DO THIS> Repeat the records exactly. Every line must match.

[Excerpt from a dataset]
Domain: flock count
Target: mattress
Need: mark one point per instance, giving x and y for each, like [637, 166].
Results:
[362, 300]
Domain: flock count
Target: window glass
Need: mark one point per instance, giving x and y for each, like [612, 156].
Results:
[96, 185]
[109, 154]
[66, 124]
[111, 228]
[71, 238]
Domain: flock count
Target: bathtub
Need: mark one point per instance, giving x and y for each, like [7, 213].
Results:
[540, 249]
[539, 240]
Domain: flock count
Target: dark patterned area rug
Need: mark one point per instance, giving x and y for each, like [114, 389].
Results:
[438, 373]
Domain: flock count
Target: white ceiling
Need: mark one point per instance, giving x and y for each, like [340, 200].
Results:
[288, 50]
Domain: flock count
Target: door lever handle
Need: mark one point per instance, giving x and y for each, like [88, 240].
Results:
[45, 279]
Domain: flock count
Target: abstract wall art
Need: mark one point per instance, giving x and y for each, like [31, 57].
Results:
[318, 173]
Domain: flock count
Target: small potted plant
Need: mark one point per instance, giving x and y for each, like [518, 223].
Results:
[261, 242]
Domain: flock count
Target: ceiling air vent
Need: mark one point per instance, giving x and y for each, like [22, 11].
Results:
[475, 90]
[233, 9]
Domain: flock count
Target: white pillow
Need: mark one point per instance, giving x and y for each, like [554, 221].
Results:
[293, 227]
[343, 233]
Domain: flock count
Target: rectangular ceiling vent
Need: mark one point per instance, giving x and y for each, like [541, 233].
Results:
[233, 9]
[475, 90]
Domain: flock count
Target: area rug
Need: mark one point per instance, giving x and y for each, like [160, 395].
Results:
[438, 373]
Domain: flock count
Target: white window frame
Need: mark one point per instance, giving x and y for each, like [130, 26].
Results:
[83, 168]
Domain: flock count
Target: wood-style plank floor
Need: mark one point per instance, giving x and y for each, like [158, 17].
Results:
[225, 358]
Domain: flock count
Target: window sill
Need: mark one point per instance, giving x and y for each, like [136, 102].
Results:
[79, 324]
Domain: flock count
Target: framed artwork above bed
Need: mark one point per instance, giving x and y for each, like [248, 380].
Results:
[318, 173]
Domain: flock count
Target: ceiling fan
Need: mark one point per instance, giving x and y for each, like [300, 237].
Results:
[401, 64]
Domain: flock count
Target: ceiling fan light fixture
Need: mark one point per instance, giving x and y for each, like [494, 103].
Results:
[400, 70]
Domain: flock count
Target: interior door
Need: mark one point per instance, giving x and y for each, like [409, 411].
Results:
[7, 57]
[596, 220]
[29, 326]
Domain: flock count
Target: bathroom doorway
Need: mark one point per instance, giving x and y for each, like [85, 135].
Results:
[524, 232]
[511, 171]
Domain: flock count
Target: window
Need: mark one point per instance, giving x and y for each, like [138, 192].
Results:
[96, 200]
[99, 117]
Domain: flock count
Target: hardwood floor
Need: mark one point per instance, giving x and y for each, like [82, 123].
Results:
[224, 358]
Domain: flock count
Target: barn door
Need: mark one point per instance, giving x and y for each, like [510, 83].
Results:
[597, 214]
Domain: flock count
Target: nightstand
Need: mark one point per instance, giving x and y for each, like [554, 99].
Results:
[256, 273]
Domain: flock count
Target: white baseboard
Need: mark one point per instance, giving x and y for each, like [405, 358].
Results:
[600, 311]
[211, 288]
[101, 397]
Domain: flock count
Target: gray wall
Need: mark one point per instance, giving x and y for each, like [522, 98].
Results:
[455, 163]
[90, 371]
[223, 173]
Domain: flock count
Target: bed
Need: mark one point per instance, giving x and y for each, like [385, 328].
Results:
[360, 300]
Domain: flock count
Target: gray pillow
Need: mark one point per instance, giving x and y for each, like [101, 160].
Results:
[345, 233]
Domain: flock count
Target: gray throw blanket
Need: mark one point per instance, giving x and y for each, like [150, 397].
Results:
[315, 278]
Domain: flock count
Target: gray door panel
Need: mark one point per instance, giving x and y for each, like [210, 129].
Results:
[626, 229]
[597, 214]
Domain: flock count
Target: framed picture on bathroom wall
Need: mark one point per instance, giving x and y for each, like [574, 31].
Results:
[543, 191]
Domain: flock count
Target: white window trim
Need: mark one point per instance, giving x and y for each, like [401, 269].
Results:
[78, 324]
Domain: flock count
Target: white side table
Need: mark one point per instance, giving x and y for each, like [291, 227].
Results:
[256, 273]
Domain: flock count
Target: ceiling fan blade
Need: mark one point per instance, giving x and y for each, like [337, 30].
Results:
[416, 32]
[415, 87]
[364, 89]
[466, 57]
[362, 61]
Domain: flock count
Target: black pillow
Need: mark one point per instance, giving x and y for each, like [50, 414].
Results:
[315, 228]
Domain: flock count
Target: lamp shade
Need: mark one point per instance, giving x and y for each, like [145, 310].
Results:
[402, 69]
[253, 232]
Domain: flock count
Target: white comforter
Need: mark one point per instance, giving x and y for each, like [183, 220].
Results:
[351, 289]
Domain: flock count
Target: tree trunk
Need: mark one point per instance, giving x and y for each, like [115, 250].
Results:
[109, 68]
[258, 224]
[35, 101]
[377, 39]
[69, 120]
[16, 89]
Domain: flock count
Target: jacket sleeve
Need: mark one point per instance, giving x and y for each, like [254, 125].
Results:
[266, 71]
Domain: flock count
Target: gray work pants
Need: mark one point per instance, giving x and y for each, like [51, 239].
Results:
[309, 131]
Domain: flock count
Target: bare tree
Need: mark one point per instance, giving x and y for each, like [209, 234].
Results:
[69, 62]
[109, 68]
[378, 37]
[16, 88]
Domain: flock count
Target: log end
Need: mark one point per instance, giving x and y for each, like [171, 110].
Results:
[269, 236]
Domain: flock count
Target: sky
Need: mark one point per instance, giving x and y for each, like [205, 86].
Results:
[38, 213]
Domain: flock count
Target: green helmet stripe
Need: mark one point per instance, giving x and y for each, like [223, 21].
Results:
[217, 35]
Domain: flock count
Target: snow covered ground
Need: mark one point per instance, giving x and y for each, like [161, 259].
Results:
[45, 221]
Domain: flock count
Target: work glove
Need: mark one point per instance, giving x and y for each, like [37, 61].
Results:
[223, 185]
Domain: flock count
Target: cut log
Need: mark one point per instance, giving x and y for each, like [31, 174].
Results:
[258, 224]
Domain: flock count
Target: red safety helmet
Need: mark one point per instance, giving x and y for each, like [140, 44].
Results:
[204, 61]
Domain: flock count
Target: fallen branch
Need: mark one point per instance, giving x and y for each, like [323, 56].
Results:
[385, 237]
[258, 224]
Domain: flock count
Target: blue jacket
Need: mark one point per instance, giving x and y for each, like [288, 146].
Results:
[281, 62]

TASK RESULT>
Domain: flock count
Target: mattress
Need: mark one point per instance, giving x and y for each, like [637, 166].
Results:
[362, 300]
Domain: flock count
Target: window glass
Need: mark one point per instance, giving x and y for each, like [612, 156].
Results:
[96, 185]
[109, 154]
[66, 124]
[111, 228]
[71, 238]
Domain: flock count
Target: bathtub
Need: mark one point per instance, giving x and y for each, like [7, 213].
Results:
[540, 249]
[539, 240]
Domain: flock count
Target: dark patterned area rug
Need: mark one point per instance, giving x and y for each, like [114, 389].
Results:
[438, 373]
Domain: flock count
Target: white ceiling
Need: mark one point per instance, giving x and y for each, like [340, 200].
Results:
[288, 50]
Domain: flock count
Target: door lever handle
Need: mark one point per instance, giving x and y for each, like [88, 240].
Results:
[45, 279]
Domain: flock count
Target: abstract wall art
Need: mark one point per instance, giving x and y for each, like [31, 57].
Results:
[318, 173]
Domain: flock count
Target: small potted plant
Need: mark one point per instance, giving x and y for each, like [518, 223].
Results:
[261, 242]
Domain: flock count
Target: ceiling air vent
Need: mark one point per instance, giving x and y for each, like [22, 11].
Results:
[475, 90]
[233, 9]
Domain: flock count
Target: white pillow
Need: mark one point per instance, giving x and y for each, like [554, 221].
Results:
[293, 227]
[343, 233]
Domain: flock count
Target: rectangular ceiling vent
Need: mark one point per instance, giving x and y for each, like [541, 233].
Results:
[233, 9]
[475, 90]
Domain: flock count
Target: area rug
Need: mark one point per instance, giving x and y for each, like [160, 395].
Results:
[438, 373]
Domain: flock count
Target: white window frame
Need: mark one point per instance, giving x and y for each, like [130, 26].
Results:
[83, 168]
Domain: flock count
Target: wood-style plank floor
Need: mark one point per instance, giving x and y for each, like [158, 17].
Results:
[225, 358]
Domain: flock count
Target: window sill
Need: mark one point per instance, giving x and y for each, like [136, 102].
Results:
[79, 324]
Domain: flock count
Target: framed artwork above bed
Need: mark one point per instance, giving x and y for each, like [248, 380].
Results:
[318, 173]
Domain: flock count
Target: ceiling fan
Need: mark one point per instance, giving x and y for each, like [300, 237].
Results:
[401, 64]
Domain: flock count
Target: ceiling fan light fixture
Need: mark one point per instance, giving x and y for each, like [494, 103].
Results:
[400, 70]
Domain: flock count
Target: interior door
Need: mark one point per instance, giving x and y for each, like [409, 411].
Results:
[7, 57]
[596, 220]
[29, 326]
Domain: flock count
Target: bathroom doorway
Need: mark one point per instance, giving x and y for each, like [85, 135].
Results:
[524, 232]
[511, 171]
Domain: flock count
Target: window
Need: mark one point per instance, giving x and y for each, like [138, 192].
Results:
[96, 200]
[99, 117]
Domain: flock count
Target: hardwood floor
Need: mark one point per instance, giving x and y for each, like [82, 123].
Results:
[224, 358]
Domain: flock count
Target: barn door
Need: mark one point per instance, giving x and y for each, like [510, 83].
Results:
[597, 214]
Domain: flock count
Target: nightstand
Need: mark one point per instance, giving x and y for each, like [554, 99].
Results:
[256, 273]
Domain: flock count
Target: white baseboard
Need: mark one point per instance, giving x and y for each, like [405, 358].
Results:
[600, 311]
[211, 288]
[101, 397]
Domain: flock count
Target: gray wall
Need: mark one point per instance, giving x and y for each, like [522, 98].
Results:
[455, 163]
[90, 371]
[223, 173]
Domain: flock count
Target: bed
Need: mark one point per instance, giving x and y for each, like [385, 328].
Results:
[360, 300]
Domain: flock count
Target: gray pillow
Need: mark one point per instance, giving x and y for each, like [101, 160].
Results:
[345, 233]
Domain: flock count
Target: gray throw blanket
Need: mark one point per instance, giving x and y for each, like [150, 397].
Results:
[315, 278]
Domain: flock count
Target: gray door panel
Need: mark one point per instance, giving x and y for each, like [210, 129].
Results:
[626, 229]
[597, 214]
Domain: flock count
Target: framed picture on bathroom wall
Need: mark one point per instance, giving x and y for each, like [574, 31].
Results:
[543, 191]
Domain: flock count
Target: white window trim
Need: mark one point per instance, giving x and y for each, like [401, 269].
Results:
[78, 324]
Domain: flock count
Target: white side table
Need: mark one point per instance, giving x and y for each, like [291, 227].
Results:
[256, 273]
Domain: flock count
Target: ceiling fan blade
Need: mark one point per instance, giving x and y for each, like [337, 30].
Results:
[416, 32]
[415, 87]
[364, 89]
[466, 57]
[362, 61]
Domain: flock count
Target: black pillow
Need: mark one point per instance, giving x and y for each, like [50, 414].
Results:
[315, 228]
Domain: flock count
Target: lamp shade
Need: mark one point per instance, giving x and y for each, like [145, 310].
Results:
[402, 69]
[253, 232]
Domain: flock count
Target: white comforter
Need: mark one point per instance, giving x and y for each, like [183, 220].
Results:
[351, 289]
Domain: flock count
Target: tree trunk
Need: mark one point per instance, giving x and y for each, like [115, 250].
Results:
[109, 68]
[258, 224]
[35, 101]
[377, 39]
[69, 120]
[16, 89]
Domain: flock count
Target: jacket sleeve
Need: mark one point per instance, giving x and y for each, like [254, 125].
Results:
[266, 71]
Domain: flock count
Target: gray work pants
Need: mark one point per instance, giving x and y for each, like [51, 239].
Results:
[309, 131]
Domain: flock count
Target: bare tree
Need: mark one point per instance, giving x and y for each, like [209, 234].
Results:
[69, 62]
[109, 68]
[378, 37]
[16, 88]
Domain: flock count
Target: log end
Need: mark one point per instance, giving x and y for each, like [171, 110].
Results:
[269, 236]
Domain: flock count
Target: sky
Need: mark one point per instance, giving x and y for each, like [205, 86].
Results:
[38, 213]
Domain: flock count
Target: green helmet stripe
Need: mark one point per instance, giving x and y for each, like [223, 21].
Results:
[217, 35]
Domain: flock count
Target: snow covered ground
Need: mark one point per instance, giving x and y for each, like [161, 259].
Results:
[45, 221]
Domain: flock count
Target: work glove
Need: mark one point per instance, giving x and y for each, like [37, 61].
Results:
[223, 185]
Domain: flock count
Target: cut log
Need: mark one point per instance, giving x and y for each, like [31, 174].
Results:
[258, 224]
Domain: flock count
Target: red safety helmet
Need: mark one point per instance, giving x and y for each, like [140, 44].
Results:
[204, 61]
Domain: flock count
Target: fallen branch
Need: mark one point per instance, giving x and y for each, like [323, 56].
Results:
[385, 237]
[258, 224]
Domain: flock count
Target: blue jacket
Need: mark one point per instance, giving x and y for each, like [288, 146].
Results:
[281, 62]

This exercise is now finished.